GOAL OF THE EXERCISE: Select every line below that contains the string "stream" and copy each one. Matching is case-sensitive.

==============================

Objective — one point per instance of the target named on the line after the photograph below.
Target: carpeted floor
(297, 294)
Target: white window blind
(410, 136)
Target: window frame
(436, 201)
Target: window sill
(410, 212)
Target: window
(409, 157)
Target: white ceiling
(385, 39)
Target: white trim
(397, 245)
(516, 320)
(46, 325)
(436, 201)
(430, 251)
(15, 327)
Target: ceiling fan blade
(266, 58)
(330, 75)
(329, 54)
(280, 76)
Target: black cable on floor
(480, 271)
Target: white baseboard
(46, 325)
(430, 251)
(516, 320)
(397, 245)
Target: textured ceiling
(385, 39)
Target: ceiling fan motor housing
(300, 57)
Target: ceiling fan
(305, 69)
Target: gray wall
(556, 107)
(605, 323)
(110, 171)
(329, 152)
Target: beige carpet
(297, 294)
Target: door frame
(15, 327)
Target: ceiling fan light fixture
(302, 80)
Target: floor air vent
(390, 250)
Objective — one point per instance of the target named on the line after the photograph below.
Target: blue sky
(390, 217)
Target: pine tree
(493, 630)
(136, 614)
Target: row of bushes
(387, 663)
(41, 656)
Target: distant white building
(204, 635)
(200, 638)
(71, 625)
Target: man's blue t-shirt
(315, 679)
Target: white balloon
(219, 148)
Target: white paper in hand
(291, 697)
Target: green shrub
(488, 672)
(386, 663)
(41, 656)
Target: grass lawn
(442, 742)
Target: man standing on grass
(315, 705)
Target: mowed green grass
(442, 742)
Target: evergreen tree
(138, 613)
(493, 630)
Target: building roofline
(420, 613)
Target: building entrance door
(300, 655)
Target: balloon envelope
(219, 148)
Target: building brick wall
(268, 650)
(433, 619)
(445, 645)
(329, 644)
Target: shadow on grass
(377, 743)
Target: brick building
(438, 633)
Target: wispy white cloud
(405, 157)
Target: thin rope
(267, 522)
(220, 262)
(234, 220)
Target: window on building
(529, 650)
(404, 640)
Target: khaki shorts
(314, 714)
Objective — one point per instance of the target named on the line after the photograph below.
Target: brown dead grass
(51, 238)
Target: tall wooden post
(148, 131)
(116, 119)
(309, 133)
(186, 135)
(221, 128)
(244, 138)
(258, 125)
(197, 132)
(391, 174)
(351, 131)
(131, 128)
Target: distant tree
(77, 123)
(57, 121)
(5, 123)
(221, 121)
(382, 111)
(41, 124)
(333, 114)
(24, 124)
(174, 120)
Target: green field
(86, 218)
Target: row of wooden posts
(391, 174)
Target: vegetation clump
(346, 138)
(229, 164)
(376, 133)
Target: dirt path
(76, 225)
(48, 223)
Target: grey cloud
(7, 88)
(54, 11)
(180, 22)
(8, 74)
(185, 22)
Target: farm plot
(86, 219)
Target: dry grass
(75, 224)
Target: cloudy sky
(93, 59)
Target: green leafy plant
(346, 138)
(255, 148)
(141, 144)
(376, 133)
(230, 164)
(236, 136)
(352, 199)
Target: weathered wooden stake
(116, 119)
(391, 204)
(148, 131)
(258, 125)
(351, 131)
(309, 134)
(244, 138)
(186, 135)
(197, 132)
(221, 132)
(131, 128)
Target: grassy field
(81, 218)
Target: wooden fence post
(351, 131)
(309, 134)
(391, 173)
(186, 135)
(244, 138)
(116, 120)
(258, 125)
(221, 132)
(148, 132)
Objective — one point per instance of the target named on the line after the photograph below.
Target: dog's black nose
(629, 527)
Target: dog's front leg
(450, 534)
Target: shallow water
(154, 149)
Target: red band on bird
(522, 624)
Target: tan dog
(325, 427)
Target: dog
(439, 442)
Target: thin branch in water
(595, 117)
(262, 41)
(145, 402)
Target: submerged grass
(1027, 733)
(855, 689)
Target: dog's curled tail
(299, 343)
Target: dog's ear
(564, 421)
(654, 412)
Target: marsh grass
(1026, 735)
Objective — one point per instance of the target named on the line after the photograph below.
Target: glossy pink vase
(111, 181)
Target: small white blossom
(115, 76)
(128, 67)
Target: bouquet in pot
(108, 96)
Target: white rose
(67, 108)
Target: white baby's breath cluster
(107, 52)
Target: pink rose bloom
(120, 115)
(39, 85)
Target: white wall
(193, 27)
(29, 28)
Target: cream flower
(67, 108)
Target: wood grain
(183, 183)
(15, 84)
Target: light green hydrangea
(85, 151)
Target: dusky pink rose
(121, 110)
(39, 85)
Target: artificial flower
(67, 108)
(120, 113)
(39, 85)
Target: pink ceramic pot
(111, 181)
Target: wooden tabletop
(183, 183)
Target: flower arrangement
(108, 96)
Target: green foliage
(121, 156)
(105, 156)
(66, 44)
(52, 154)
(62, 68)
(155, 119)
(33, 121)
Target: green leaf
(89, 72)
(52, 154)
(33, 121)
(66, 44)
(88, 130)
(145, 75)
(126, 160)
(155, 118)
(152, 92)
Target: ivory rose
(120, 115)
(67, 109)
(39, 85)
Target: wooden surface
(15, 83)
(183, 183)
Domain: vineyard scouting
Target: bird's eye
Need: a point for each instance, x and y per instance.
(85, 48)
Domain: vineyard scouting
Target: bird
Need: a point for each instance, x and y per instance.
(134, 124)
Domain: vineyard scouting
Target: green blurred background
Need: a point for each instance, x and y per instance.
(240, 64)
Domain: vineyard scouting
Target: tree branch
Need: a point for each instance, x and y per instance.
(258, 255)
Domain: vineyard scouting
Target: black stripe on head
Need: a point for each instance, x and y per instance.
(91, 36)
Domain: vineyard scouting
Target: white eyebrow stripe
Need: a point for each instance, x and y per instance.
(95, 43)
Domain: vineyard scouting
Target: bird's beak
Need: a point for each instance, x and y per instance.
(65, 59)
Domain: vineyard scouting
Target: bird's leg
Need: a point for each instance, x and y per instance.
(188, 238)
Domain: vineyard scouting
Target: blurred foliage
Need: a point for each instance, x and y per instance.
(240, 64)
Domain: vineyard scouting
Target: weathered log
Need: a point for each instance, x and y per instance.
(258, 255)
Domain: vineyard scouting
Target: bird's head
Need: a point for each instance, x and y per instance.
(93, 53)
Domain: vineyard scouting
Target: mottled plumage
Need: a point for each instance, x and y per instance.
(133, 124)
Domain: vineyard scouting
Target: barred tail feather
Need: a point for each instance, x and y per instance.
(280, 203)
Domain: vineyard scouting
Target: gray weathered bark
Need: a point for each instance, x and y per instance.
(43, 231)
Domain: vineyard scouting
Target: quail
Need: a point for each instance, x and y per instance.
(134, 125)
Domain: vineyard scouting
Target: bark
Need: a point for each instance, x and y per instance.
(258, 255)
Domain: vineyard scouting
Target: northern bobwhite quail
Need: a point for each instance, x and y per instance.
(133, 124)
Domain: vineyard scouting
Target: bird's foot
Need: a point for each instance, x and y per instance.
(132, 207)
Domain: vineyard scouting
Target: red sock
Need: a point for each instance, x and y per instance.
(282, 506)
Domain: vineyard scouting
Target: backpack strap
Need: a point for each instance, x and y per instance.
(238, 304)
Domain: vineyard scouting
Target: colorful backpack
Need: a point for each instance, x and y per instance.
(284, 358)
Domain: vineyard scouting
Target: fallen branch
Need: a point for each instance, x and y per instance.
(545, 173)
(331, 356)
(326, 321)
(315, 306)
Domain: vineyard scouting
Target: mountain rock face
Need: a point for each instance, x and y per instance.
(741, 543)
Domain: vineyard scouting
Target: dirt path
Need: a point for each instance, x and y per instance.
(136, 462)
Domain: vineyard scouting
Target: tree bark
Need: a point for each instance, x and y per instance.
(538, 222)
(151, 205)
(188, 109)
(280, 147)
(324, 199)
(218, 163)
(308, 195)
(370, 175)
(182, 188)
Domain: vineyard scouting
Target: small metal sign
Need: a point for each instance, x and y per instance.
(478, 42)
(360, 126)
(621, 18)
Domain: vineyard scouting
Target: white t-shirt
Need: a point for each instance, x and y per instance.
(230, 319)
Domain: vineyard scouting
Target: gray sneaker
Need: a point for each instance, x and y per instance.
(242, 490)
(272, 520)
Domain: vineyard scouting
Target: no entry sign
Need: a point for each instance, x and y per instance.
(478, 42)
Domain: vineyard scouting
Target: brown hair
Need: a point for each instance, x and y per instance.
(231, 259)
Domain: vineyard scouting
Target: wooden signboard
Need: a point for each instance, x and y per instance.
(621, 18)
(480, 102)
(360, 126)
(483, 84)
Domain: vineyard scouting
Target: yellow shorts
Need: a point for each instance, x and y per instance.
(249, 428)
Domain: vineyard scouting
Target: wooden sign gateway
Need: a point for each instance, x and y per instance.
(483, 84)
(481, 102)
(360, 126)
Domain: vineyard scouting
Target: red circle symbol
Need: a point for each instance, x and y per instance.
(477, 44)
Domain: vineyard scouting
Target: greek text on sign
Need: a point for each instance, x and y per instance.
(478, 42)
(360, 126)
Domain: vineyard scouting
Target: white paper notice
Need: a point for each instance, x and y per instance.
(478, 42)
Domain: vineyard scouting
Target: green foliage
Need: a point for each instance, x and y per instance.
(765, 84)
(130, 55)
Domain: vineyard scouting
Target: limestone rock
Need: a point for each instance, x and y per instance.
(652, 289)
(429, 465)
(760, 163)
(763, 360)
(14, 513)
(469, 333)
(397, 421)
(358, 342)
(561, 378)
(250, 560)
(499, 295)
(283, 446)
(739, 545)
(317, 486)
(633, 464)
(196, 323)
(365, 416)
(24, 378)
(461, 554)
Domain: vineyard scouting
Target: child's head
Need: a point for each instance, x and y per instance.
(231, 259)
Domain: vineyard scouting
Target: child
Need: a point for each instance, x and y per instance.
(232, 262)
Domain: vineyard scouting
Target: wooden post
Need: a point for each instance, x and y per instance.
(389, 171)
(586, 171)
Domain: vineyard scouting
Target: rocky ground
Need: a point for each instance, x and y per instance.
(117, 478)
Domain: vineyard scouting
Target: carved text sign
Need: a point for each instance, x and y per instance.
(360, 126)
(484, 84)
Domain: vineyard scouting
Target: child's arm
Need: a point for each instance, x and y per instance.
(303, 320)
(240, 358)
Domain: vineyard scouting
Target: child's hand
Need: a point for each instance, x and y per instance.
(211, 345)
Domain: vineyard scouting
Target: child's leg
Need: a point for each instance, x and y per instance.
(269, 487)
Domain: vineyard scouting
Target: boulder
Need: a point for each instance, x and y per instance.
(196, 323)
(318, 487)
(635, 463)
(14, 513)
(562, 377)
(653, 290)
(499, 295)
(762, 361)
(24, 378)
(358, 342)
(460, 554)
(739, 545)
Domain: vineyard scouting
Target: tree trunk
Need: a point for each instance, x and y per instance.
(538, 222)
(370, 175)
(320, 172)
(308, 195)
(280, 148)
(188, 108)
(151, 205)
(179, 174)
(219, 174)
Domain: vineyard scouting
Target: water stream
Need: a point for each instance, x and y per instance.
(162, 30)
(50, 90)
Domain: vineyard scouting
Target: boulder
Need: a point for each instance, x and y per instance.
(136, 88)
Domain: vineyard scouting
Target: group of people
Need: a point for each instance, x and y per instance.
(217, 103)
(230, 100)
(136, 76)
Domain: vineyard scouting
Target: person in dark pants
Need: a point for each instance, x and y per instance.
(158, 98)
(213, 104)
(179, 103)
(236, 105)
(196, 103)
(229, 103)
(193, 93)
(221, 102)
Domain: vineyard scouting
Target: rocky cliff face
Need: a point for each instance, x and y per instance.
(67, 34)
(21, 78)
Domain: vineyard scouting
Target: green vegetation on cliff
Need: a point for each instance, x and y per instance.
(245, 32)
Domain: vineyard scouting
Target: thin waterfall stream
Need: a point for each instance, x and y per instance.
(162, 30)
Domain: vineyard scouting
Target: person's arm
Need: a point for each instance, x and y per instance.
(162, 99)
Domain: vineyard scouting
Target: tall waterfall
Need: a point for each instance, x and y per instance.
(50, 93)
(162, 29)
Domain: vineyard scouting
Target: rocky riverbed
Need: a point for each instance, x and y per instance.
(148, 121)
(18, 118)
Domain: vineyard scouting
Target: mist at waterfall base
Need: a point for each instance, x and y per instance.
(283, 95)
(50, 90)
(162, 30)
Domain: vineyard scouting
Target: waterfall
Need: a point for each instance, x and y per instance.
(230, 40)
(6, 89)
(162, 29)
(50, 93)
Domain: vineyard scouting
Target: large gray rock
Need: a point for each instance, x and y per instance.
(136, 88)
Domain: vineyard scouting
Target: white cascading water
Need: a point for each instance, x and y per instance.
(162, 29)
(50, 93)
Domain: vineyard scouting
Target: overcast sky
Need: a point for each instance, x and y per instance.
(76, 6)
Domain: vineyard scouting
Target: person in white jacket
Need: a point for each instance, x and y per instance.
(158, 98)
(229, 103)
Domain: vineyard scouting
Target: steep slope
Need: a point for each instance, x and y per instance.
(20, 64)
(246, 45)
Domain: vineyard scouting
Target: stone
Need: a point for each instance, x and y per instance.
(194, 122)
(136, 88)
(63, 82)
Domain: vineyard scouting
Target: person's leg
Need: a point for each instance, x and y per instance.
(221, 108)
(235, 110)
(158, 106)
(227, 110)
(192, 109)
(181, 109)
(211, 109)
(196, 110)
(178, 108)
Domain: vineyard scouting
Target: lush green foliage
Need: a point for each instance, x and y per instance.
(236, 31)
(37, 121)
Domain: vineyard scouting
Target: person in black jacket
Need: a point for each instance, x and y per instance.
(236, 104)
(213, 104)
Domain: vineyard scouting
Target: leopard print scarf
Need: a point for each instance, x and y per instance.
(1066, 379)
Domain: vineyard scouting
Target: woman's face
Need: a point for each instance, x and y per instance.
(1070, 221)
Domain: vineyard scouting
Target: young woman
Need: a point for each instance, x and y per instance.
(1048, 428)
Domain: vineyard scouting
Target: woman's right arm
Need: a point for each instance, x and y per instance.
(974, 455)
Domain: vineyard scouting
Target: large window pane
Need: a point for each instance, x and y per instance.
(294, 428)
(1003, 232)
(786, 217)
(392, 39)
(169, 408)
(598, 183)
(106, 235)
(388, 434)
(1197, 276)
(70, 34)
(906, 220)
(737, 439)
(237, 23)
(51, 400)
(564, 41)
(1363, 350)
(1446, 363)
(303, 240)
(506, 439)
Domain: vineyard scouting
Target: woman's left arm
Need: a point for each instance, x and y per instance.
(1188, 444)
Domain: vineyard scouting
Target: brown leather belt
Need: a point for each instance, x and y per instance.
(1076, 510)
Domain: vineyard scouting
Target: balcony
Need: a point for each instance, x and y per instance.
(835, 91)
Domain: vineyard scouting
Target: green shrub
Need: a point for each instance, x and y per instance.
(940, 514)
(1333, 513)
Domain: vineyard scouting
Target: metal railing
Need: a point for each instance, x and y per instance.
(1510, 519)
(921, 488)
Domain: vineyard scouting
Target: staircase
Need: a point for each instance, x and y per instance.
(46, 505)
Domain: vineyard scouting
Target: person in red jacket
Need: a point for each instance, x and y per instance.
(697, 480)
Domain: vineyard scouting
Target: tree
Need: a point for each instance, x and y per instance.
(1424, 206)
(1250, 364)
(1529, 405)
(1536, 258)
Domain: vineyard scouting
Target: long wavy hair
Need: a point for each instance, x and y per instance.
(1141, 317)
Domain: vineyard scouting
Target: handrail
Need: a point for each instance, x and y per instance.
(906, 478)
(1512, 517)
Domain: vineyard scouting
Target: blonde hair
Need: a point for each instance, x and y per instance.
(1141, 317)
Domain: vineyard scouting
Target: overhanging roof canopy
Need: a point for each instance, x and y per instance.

==============================

RESULT OF THE TASK:
Target: water stream
Target: thin waterfall stream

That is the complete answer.